Gastkommentar. Beim Projekt „Gewalt- und Hassprävention an Schulen“ gehen Wiens Anwältinnen und Anwälte direkt in die Klassen, um die Kinder über die Konsequenzen von Gewalt aufzuklären – ob phyisch oder psychisch, auf Social Media & Co. Es ist Handlungsbedarf geboten, warnt RAK Wien-Präsident Michael Enzinger in seinem Gastkommentar.
Die RAK Wien hat das Projekt „Gewalt- und Hassprävention an Schulen“ gemeinsam mit der Bildungsdirektion Wien angestoßen, weil Handgreiflichkeiten und Rangeleien bis hin zu Prügeleien an Schulen zunehmen und immer stärker durch persönliche Beschimpfungen abgelöst werden. Physische Gewalt ist zunehmend psychischer Gewalt gewichen.
Die Rolle der sozialen Medien
Speziell durch die immer frühere Nutzung sozialen Medien wurde der Druck auf Schülerinnen und Schüler größer. Verhaltensweisen in Schulen, bei denen sich der Spaß aufhört, haben definitiv zugenommen: Mobbing, Beschimpfungen. Auf „WhatsApp“ ist schnell etwas geschrieben, ohne die Folgen vorher zu bedenken. Jugendliche können oft die Tragweite von Beleidigungen oder Mobbing nicht abschätzen. Beispielsweise ist das Verwenden von Fotos von anderen ohne deren Zustimmung zum Zweck der Herabwürdigung im Steigen begriffen.
Die Reaktion des Gesetzgebers
Der Gesetzgeber hat diesbezüglich u.a. mit neuen Strafrechtsdelikten (z.B. Upskirting) reagiert. Das hat auch mit äußeren Einflüssen zu tun. Corona, die Klimakrise, der Krieg in der Ukraine – all das wirkt auf Jugendliche genauso wie auf Erwachsene, das Aggressionspotenzial steigt. Rund 300 Suspendierungen von Schülerinnen und Schülern zählt die Bildungsdirektion Wien derzeit in einem Schuljahr.

Untersuchte Daten
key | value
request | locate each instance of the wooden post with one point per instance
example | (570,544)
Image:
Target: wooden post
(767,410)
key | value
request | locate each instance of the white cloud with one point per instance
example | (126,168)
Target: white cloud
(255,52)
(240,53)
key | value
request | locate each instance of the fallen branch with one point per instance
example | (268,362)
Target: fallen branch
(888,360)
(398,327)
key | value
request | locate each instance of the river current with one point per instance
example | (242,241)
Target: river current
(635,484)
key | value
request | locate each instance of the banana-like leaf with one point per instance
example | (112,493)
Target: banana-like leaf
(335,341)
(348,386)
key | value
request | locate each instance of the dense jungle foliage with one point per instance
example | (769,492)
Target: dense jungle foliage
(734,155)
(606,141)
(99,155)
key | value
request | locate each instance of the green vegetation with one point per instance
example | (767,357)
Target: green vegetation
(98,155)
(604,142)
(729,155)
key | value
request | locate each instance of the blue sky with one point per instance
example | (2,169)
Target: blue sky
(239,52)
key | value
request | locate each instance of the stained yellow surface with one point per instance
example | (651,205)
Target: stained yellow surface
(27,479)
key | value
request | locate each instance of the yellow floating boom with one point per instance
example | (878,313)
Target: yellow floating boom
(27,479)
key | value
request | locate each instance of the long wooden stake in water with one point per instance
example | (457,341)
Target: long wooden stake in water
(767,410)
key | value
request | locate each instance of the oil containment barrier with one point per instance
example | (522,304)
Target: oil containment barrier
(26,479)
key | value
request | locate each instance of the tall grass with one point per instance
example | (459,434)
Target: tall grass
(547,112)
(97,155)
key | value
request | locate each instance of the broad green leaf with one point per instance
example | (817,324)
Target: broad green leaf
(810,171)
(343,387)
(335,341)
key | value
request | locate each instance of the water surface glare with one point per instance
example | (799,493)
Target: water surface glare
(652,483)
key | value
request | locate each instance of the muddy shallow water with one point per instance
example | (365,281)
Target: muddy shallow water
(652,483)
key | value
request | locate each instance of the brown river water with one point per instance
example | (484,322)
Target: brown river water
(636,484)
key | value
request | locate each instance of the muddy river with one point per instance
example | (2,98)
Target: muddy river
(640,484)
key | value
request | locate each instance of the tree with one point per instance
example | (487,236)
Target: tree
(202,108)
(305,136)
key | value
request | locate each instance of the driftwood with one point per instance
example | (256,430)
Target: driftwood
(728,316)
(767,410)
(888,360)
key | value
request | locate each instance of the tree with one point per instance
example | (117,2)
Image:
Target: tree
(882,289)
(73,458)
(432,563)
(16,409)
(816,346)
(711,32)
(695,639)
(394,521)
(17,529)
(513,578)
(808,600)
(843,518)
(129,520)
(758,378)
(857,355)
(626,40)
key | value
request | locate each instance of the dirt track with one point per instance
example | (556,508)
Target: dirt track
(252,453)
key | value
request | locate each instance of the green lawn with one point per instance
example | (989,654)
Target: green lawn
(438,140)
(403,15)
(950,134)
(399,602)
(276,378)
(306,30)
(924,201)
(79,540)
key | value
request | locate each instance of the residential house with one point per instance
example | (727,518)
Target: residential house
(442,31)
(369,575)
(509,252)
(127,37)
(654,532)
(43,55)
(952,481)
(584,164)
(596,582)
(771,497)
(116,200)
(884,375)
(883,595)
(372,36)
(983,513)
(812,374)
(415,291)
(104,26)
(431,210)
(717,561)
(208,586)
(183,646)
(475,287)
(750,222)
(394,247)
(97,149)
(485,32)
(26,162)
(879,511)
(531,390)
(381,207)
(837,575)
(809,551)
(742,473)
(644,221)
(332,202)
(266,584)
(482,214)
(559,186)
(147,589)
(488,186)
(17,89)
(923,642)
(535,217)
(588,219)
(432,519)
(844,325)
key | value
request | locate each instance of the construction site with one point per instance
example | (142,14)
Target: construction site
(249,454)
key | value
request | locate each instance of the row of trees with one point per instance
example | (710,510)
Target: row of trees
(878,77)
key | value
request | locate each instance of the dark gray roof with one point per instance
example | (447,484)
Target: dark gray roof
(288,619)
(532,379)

Aufgabe
Fassen Sie den Gastkommentar zur Gewaltprävention an Schulen in zwei Sätzen zusammen. Die Zeilen sind eigenständiges Material und gehören nicht zum Textauszug.

Lösung
Weil Gewalt an Schulen zunimmt und physische Gewalt zunehmend psychischer Gewalt weicht, hat die RAK Wien gemeinsam mit der Bildungsdirektion Wien das Projekt „Gewalt- und Hassprävention an Schulen“ angestoßen, bei dem Anwältinnen und Anwälte in die Klassen gehen und die Kinder über die Konsequenzen von Gewalt aufklären. Vor allem durch die immer frühere Nutzung sozialer Medien ist der Druck auf Schülerinnen und Schüler gestiegen, und Mobbing und Beschimpfungen haben zugenommen, worauf der Gesetzgeber unter anderem mit neuen Strafrechtsdelikten reagiert hat.